**Raw records**
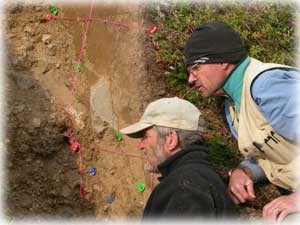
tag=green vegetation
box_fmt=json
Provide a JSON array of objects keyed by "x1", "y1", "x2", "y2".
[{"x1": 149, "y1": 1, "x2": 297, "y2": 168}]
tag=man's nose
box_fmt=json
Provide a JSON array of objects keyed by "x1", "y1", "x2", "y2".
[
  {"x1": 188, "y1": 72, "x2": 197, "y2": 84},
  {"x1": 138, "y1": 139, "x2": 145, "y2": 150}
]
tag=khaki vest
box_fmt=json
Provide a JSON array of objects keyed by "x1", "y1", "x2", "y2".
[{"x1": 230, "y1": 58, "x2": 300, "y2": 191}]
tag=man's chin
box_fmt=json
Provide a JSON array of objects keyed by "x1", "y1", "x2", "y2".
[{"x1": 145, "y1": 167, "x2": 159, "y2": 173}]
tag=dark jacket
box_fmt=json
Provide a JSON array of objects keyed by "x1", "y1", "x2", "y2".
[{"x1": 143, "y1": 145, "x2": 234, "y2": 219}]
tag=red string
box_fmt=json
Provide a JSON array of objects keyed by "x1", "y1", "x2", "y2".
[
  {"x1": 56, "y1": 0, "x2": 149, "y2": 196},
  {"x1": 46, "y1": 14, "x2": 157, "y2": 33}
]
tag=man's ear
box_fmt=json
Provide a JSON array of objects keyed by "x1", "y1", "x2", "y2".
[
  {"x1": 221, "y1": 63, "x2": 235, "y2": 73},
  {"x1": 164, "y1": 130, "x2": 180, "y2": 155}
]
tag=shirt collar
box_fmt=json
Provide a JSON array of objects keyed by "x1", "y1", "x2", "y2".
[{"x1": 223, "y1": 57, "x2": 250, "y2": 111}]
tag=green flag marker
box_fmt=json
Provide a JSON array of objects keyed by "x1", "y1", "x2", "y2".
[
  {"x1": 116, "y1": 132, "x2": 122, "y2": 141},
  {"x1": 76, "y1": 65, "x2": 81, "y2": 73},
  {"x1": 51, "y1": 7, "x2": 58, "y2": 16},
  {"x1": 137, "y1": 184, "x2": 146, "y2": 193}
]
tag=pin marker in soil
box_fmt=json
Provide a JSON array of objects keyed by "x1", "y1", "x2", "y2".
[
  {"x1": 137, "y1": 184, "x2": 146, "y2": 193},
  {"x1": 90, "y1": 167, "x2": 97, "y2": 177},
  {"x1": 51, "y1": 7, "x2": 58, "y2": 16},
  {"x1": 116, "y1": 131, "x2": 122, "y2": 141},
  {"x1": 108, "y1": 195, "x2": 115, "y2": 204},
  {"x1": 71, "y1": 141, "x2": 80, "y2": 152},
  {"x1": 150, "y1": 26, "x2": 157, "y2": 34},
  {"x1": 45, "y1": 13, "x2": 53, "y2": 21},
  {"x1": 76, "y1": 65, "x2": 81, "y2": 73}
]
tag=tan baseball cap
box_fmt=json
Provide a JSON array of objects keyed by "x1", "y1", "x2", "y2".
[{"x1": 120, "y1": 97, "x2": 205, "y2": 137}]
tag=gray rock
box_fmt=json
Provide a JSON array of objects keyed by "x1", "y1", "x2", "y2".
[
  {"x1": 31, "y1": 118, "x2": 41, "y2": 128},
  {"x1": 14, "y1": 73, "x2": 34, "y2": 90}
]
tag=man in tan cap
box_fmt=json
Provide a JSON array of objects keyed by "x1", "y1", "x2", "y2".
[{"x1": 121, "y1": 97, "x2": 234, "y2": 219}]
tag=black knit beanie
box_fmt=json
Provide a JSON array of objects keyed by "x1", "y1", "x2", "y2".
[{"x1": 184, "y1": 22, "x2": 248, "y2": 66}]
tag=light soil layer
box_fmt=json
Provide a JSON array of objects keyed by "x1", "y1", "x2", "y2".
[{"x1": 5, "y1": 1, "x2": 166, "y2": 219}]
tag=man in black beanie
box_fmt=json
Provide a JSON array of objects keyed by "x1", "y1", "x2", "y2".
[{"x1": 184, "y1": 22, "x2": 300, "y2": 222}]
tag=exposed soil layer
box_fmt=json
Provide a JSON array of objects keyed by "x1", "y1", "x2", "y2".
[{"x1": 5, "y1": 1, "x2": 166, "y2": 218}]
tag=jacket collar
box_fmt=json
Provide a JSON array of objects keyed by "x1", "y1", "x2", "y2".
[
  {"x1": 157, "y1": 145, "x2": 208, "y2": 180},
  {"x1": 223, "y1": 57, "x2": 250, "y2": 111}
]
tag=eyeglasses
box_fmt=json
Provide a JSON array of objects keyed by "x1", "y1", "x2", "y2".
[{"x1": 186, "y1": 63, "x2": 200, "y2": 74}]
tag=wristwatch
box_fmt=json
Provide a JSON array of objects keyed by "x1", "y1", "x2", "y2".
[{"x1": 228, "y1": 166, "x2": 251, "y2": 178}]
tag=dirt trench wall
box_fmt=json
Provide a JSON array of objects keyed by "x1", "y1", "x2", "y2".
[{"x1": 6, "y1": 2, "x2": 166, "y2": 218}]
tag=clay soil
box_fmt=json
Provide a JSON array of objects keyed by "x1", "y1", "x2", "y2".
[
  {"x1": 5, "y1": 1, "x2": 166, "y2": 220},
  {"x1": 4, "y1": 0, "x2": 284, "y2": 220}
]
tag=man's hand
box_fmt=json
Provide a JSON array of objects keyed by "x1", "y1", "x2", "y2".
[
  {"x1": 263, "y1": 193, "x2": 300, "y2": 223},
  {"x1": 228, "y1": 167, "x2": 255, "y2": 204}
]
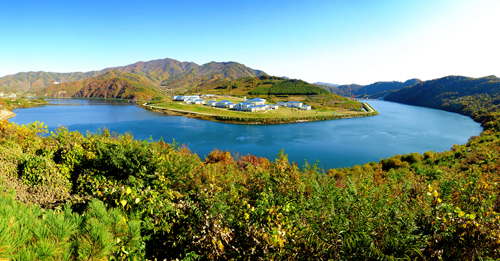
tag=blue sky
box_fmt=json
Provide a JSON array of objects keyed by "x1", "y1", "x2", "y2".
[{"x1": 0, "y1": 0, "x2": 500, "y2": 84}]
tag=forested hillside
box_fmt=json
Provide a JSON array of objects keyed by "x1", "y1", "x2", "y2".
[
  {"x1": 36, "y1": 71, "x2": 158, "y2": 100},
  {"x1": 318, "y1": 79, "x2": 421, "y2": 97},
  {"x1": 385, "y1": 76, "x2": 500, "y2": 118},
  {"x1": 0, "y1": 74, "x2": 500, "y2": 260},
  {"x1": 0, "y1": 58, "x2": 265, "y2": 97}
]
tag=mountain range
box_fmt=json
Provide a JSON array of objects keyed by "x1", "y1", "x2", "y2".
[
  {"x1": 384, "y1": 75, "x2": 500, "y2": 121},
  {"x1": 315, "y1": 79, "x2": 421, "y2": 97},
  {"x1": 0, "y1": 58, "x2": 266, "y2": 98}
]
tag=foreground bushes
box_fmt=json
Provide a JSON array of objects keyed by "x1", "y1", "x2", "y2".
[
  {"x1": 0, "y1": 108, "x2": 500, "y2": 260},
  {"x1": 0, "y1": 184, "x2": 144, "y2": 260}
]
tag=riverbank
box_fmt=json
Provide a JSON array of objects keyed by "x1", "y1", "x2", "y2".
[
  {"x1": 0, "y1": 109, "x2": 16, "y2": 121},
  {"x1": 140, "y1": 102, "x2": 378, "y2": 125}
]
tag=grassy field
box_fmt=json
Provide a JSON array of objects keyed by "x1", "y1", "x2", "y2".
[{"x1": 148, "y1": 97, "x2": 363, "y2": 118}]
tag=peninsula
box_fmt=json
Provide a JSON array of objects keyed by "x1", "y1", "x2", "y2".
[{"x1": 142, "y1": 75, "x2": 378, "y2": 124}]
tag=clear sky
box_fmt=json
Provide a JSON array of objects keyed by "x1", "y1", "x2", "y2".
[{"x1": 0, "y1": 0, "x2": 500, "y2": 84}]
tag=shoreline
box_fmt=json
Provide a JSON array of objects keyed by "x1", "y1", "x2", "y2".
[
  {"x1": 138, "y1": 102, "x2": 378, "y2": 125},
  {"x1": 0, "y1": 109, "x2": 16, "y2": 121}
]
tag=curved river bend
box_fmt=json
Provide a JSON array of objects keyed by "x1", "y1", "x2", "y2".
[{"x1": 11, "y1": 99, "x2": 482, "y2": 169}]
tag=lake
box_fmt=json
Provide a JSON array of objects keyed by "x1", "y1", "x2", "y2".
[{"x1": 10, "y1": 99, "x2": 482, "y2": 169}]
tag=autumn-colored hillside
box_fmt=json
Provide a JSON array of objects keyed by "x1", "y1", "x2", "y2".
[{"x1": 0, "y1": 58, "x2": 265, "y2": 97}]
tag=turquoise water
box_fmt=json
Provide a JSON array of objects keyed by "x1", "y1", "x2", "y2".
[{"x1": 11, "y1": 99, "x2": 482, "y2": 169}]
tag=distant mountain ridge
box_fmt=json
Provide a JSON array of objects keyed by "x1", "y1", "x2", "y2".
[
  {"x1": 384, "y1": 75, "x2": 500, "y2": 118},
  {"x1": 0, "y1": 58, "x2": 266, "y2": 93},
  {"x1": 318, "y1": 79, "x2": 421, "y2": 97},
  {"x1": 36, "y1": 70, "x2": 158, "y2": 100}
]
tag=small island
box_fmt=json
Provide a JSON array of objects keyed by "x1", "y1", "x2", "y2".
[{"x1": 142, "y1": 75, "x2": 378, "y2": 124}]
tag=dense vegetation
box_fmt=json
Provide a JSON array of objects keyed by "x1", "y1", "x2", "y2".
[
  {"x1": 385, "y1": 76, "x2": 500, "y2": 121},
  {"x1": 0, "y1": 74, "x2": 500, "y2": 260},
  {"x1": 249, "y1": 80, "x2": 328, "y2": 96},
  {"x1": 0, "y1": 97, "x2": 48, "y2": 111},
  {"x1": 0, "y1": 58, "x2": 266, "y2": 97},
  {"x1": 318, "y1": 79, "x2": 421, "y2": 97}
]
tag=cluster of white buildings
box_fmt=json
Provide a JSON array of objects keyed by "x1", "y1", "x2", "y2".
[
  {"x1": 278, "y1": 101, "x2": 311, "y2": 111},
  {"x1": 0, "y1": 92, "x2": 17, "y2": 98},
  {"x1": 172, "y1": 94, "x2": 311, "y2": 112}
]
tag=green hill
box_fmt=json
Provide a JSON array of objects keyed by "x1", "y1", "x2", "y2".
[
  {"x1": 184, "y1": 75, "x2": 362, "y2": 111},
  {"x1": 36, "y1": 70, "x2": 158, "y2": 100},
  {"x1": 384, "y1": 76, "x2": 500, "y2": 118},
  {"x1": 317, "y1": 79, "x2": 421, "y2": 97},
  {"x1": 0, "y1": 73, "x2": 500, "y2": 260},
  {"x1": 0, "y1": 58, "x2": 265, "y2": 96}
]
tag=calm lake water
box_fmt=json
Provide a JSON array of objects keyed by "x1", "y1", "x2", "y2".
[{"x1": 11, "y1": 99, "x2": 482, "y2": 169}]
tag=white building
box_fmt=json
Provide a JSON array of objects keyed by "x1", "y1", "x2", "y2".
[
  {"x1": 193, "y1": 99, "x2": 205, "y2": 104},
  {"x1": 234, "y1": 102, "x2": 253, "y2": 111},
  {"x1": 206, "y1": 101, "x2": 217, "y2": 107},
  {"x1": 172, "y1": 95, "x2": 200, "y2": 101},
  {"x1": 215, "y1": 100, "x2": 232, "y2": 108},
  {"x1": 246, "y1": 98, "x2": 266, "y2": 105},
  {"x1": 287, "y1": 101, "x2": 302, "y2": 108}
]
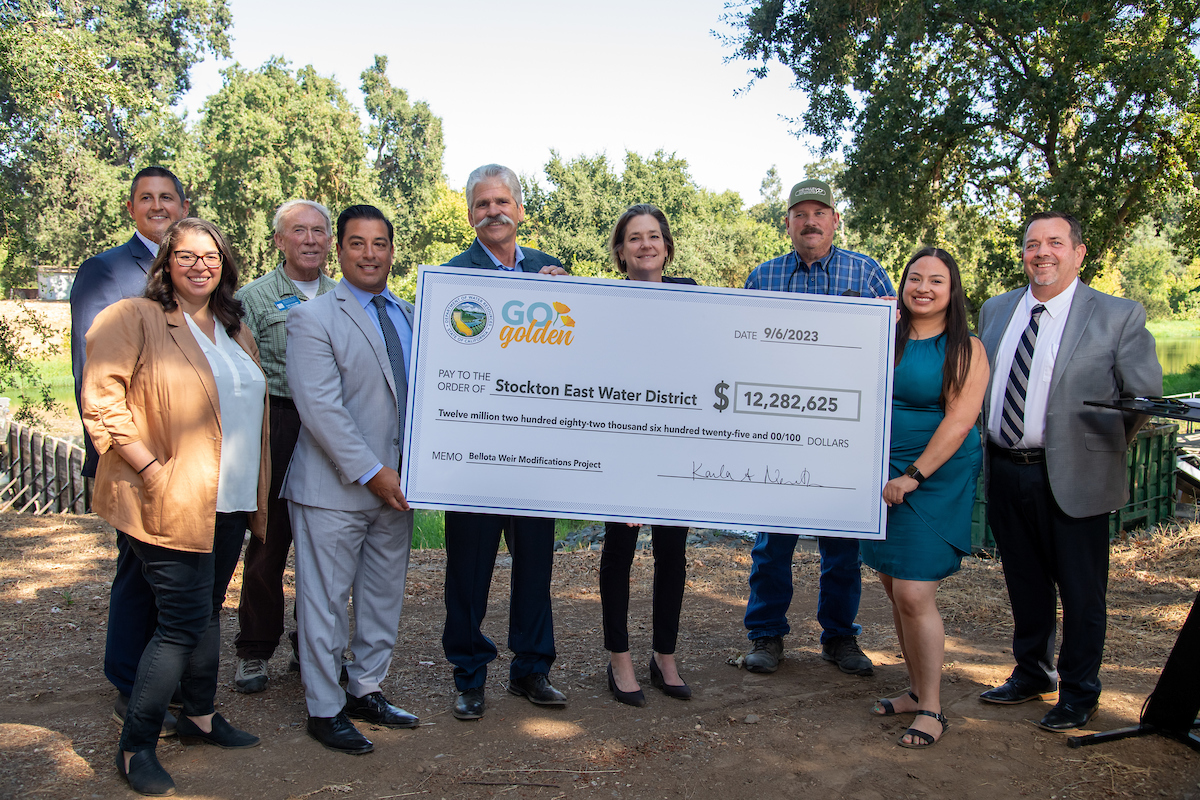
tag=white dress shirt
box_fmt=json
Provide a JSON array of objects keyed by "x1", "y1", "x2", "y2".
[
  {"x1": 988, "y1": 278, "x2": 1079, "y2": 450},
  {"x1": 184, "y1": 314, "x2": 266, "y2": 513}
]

**Requirements**
Revise the items starting at the line containing "tag=white building" and ending at the end of the items by replacing "dress shirt" with "button-up shirt", with everything else unchanged. Return only these lines, and leave the pictures out.

**Response to this exercise**
tag=white building
box_fmt=json
Provide a JSON array of objects keyed by "x1", "y1", "x2", "y2".
[
  {"x1": 193, "y1": 99, "x2": 205, "y2": 104},
  {"x1": 234, "y1": 102, "x2": 253, "y2": 111},
  {"x1": 206, "y1": 101, "x2": 217, "y2": 107},
  {"x1": 172, "y1": 95, "x2": 200, "y2": 101},
  {"x1": 215, "y1": 100, "x2": 232, "y2": 108},
  {"x1": 246, "y1": 98, "x2": 266, "y2": 105},
  {"x1": 287, "y1": 101, "x2": 302, "y2": 108}
]
tag=white button-up shirt
box_fmt=json
Provide a JSON array of objects keyed by "x1", "y1", "x2", "y2".
[
  {"x1": 988, "y1": 278, "x2": 1079, "y2": 450},
  {"x1": 184, "y1": 314, "x2": 266, "y2": 513}
]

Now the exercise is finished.